=== 作業内容 1 ===
レンタカー事業許可についての本文のうち、「レンタカー事業許可とは」から「レンタカーとして貸し渡すことができる車両には一定の制限があります。」まで(「レンタカーとして貸し渡すことができる車両には一定の制限があります。」を含む)を一字一句変えずに書き出してください。
=== 作業内容 2 ===
レンタカー事業許可についての本文によると、マイクロバスをレンタカーとして貸し渡す場合、運行区間や行先などは貸渡の何日前までに届け出る必要がありますか?
::: 文書本文
レンタカー事業許可とは
自家用自動車を有償で他人に貸す事業を行う場合には、国土交通大臣からレンタカー事業許可(正式には自家用自動車有償貸渡業といいます。)を受ける必要があります。
このレンタカー事業許可を受けるには、個人の場合はその事業場、法人の場合は法人の本店所在地を管轄する運輸支局長あてに申請書類を提出しなければなりません。
レンタカー許可は比較的取りやすい許可といえますが、役所の窓口に書類を出せばだれでも取れるというわけではありません。レンタカー許可を取るのにどのような条件があるのか、以下で詳しく見ていきます。
レンタカーとして利用できる車両
レンタカーとして貸し渡すことができる車両には一定の制限があります。
- 自家用乗用車
- 自家用マイクロバス(乗車定員29人以下であり、かつ、車両長が7m以下の車両に限る。)※1
- 自家用トラック
- 特殊用途自動車
- 自動二輪車(126cc以上。125cc以下の自動二輪車をレンタルする場合はレンタカー事業許可は不要です。)
※1 マイクロバスをレンタカーとして貸渡す場合には以下の制限があります。
- 運行区間、行先、利用人数および使用目的を貸渡を行う7日前までに営業所を管轄する運輸支局長まで届け出ること
- レンタカー事業で2年以上の経営実績があること、と制限が設けられています。
レンタカーとして使用できない車両
以下の車両はレンタカーとして貸渡をすることができません。
::::::
::: 提供された行
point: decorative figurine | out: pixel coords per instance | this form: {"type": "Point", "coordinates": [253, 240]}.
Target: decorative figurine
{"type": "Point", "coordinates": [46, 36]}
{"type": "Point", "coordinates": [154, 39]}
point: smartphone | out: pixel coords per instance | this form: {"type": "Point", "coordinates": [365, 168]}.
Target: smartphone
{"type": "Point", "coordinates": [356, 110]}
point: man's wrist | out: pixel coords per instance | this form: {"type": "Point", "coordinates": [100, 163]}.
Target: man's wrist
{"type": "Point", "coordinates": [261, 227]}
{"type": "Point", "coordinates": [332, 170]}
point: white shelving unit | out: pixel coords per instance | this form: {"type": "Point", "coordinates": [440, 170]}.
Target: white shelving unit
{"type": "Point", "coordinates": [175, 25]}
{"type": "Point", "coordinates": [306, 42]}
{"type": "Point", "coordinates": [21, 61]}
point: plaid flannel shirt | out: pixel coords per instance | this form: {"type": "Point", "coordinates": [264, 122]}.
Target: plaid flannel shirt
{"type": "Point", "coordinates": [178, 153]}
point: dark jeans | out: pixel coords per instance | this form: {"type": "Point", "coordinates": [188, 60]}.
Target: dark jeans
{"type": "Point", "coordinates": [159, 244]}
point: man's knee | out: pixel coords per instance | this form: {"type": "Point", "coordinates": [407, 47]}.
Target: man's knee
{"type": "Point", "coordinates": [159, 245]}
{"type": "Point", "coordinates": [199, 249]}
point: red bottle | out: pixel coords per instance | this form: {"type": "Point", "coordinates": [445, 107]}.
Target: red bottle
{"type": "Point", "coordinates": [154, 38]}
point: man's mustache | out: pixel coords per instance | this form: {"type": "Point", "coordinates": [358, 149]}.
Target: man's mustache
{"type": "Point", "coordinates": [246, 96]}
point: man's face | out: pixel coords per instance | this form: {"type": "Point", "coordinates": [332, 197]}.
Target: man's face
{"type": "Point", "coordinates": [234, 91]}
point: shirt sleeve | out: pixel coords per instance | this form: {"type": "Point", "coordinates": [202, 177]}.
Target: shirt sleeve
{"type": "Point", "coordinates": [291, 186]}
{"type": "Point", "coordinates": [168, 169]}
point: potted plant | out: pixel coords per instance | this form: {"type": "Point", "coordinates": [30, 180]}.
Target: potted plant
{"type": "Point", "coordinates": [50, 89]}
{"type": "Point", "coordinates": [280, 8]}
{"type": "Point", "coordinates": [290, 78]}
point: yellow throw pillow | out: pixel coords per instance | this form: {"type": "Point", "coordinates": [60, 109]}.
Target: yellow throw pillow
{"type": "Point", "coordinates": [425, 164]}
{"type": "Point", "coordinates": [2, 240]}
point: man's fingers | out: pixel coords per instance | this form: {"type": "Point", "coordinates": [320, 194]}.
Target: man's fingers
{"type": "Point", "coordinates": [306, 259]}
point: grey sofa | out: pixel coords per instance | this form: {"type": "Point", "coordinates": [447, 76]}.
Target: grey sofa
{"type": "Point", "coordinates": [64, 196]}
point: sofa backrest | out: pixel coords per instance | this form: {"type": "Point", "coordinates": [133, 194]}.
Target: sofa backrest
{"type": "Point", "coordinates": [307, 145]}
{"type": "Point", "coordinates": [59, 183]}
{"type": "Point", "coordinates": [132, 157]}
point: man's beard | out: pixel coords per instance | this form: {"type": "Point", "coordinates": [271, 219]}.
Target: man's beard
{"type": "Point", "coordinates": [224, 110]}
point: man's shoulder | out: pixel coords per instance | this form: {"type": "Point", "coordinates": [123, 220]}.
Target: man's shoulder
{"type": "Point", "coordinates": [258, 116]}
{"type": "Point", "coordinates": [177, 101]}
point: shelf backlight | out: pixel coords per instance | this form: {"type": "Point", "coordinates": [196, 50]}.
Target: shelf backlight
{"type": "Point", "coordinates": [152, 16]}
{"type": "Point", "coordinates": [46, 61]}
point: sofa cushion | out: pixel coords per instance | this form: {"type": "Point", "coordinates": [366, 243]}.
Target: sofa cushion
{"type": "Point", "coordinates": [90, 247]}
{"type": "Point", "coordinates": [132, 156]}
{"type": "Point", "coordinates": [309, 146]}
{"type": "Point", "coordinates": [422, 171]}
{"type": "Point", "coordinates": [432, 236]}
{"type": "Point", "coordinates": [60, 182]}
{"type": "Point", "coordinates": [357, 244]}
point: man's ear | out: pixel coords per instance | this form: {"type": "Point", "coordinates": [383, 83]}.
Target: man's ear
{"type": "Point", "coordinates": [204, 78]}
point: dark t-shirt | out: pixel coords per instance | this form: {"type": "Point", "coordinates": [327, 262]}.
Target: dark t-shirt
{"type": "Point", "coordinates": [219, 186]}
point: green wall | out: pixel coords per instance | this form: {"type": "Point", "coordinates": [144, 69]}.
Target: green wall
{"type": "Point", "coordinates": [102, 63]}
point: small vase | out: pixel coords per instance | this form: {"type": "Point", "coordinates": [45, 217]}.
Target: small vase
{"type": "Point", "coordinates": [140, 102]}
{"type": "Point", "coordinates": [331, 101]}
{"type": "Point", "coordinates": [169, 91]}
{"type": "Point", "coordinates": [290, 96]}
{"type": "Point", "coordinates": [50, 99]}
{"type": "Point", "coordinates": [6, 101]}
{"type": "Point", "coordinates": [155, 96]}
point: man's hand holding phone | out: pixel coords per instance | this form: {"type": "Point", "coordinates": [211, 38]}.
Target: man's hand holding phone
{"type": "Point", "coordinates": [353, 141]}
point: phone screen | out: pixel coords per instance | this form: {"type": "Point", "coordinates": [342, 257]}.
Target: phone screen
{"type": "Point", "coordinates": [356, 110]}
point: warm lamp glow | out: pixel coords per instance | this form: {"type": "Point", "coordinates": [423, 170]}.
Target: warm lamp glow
::::::
=== 回答 1 ===
レンタカー事業許可とは
自家用自動車を有償で他人に貸す事業を行う場合には、国土交通大臣からレンタカー事業許可(正式には自家用自動車有償貸渡業といいます。)を受ける必要があります。
このレンタカー事業許可を受けるには、個人の場合はその事業場、法人の場合は法人の本店所在地を管轄する運輸支局長あてに申請書類を提出しなければなりません。
レンタカー許可は比較的取りやすい許可といえますが、役所の窓口に書類を出せばだれでも取れるというわけではありません。レンタカー許可を取るのにどのような条件があるのか、以下で詳しく見ていきます。
レンタカーとして利用できる車両
レンタカーとして貸し渡すことができる車両には一定の制限があります。

=== 回答 2 ===
貸渡を行う7日前までです。